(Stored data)
=== Section Start ===
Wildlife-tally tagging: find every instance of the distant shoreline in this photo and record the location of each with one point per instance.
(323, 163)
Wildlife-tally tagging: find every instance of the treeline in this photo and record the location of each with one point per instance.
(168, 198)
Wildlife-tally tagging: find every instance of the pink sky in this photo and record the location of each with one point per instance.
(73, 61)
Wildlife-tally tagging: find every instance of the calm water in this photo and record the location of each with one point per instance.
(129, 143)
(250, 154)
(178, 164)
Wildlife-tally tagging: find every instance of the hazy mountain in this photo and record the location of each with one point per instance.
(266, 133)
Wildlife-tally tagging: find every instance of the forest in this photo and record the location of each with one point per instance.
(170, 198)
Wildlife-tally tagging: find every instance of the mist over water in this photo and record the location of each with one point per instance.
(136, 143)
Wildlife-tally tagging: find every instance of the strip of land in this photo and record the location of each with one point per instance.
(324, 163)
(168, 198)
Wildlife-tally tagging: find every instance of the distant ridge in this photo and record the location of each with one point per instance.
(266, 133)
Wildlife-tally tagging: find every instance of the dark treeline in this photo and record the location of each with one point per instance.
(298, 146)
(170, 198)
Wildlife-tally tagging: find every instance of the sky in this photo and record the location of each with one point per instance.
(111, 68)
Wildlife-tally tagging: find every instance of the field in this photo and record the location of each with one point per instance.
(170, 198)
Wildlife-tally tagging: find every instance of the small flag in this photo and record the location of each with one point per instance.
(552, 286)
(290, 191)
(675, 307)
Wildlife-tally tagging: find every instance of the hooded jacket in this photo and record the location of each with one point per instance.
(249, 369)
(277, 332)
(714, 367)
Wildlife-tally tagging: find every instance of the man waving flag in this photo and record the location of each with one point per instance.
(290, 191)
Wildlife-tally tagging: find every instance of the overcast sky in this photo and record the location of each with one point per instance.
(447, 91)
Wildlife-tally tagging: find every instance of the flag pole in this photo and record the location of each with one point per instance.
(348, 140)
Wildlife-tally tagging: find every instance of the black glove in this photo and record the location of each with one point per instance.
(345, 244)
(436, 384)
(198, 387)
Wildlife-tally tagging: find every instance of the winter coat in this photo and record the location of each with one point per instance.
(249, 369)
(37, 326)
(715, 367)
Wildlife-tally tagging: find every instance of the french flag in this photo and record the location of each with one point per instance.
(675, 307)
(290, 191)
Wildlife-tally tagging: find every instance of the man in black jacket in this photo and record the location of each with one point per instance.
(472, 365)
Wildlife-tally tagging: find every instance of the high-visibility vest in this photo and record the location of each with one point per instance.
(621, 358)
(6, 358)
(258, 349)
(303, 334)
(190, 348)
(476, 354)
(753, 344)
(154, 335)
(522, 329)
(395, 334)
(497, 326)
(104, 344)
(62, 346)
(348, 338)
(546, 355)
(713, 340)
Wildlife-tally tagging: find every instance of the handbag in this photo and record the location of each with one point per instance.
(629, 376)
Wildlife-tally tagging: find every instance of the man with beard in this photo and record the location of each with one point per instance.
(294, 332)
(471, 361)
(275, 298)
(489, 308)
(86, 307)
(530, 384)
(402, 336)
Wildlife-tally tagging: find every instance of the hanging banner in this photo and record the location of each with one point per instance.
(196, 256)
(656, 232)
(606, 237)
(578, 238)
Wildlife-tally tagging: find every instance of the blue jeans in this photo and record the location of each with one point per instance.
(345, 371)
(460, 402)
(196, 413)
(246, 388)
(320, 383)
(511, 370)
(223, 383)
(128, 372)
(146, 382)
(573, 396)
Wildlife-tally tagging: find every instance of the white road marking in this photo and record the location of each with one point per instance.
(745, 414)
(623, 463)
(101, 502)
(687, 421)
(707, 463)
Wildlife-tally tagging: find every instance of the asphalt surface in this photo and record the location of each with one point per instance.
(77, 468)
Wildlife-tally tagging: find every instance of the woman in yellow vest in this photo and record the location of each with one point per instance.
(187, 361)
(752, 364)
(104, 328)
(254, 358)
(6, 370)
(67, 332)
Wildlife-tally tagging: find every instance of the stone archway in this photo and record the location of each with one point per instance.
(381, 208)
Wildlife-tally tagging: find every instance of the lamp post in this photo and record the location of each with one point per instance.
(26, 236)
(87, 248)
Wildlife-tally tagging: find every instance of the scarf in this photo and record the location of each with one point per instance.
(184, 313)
=== Section End ===
**Work instructions:** Set down every entry exactly as it appears.

**Solution for this task:**
Wildlife-tally tagging: find every instance of the distant shoreline in this photo and record the location of each with one point per instance.
(323, 163)
Wildlife-tally tagging: find every instance of the treeline in this photo and record the location of each with one point per instance.
(168, 198)
Wildlife-tally tagging: find every instance of the pink sky in this photo and record the location of each with one point per instance.
(73, 61)
Wildlife-tally tagging: find every instance of the calm water in this photo and record the location of each with one point per instance.
(129, 143)
(250, 154)
(178, 164)
Wildlife-tally tagging: find every instance of the hazy mountain in this photo and record the location of each with one point per instance.
(266, 133)
Wildlife-tally tagging: find every instance of the forest in this photo and record the location of each with one point per instance.
(170, 198)
Wildlife-tally tagging: find every instance of the mist over water in this photo and record the location of each with one point per instance.
(136, 143)
Wildlife-tally tagging: find every instance of the strip of land in this photo and record the location of each with one point per instance.
(324, 163)
(168, 198)
Wildlife-tally tagging: find every instance of the distant ridge in this photo and record the location of each with one point per instance.
(266, 133)
Wildlife-tally tagging: find every instance of the dark treeline in this photo and record the location of each with one point per instance.
(298, 146)
(170, 198)
Wildlife-tally tagging: find every instance of the sky in this photo and record the location of each with one point per instance.
(111, 68)
Wildlife-tally tagging: find every instance of the field in this photo and record the location of each with one point per instance.
(170, 198)
Wildlife-tally tagging: find every instance of the small flag in this photo and record the location of each with one point per instance.
(552, 286)
(290, 191)
(675, 307)
Wildlife-tally tagging: find every instance of the hooded jacket in this photo and record the location of each with one point per instance.
(249, 369)
(277, 332)
(714, 367)
Wildlife-tally tagging: find every instance of the man waving flag in this photo and record the location of each with one point per instance.
(290, 191)
Wildlife-tally tagging: find every instance of the overcast sky in this photo and record the location of each with one point per instance.
(447, 91)
Wildlife-tally tagging: find every instance of the flag pole in this photo and record the location of each with one point per instance.
(348, 140)
Wildlife-tally tagging: find every instance of the black glove in this photo and record the location of each with one point per instance.
(345, 244)
(436, 384)
(198, 387)
Wildlife-tally tagging: find every instance of the winter coat in this photo and record the location of each with one point per instance.
(249, 369)
(37, 326)
(715, 367)
Wildlife-tally tagging: find every instance of the french flag in this photo and record the location of each with one point per instance.
(675, 307)
(290, 191)
Wildlife-tally tagging: find every instance of the man in black jacket in this photo and record the location of each with one point per instance.
(472, 365)
Wildlife-tally tagging: find every instance of the high-visibility vest in this photo and record the location of each with one point per instance.
(621, 358)
(6, 358)
(258, 349)
(303, 334)
(190, 348)
(476, 354)
(753, 344)
(154, 335)
(522, 329)
(395, 334)
(497, 326)
(104, 344)
(62, 346)
(348, 338)
(546, 355)
(713, 340)
Wildlife-tally tagging: find every instance of the handbag in this photo and record the location of each with one point per instance.
(629, 376)
Wildlife-tally tagging: find every instance of the man with beard in this photo and record the location of each with one point per instance.
(294, 332)
(471, 361)
(275, 298)
(489, 308)
(86, 307)
(530, 384)
(402, 336)
Wildlife-tally tagging: find every instance of the hanging banner in this photo and record the location of each with one point per instance.
(196, 256)
(656, 232)
(606, 237)
(578, 238)
Wildlife-tally tagging: find every instance of the blue jeans in this photo and record the location of each with one point per instance.
(345, 371)
(460, 402)
(196, 413)
(246, 388)
(320, 383)
(511, 370)
(223, 383)
(128, 372)
(146, 382)
(573, 396)
Wildlife-tally tagging: find every instance of the white road marking in this photo and record the location of each with one point per instance.
(745, 414)
(623, 463)
(101, 502)
(687, 421)
(707, 463)
Wildlife-tally tagging: find every instance of the asphalt surface in this photo and record the location of each with one point per instance.
(77, 468)
Wildlife-tally tagging: find every instance of the woman in yellow vest in this photo and record the location of each with one point per instance.
(187, 361)
(752, 364)
(104, 328)
(254, 358)
(6, 370)
(67, 332)
Wildlife-tally tagging: find every instance of the stone archway in this photo and record the location of each with one point per instance.
(381, 208)
Wildlife-tally tagging: find every instance of the lamp post in this photo and record the location of each with one point per instance.
(26, 236)
(87, 248)
Wildlife-tally tagging: find every instance of the scarf in this photo and record the location of each with one point per instance.
(184, 313)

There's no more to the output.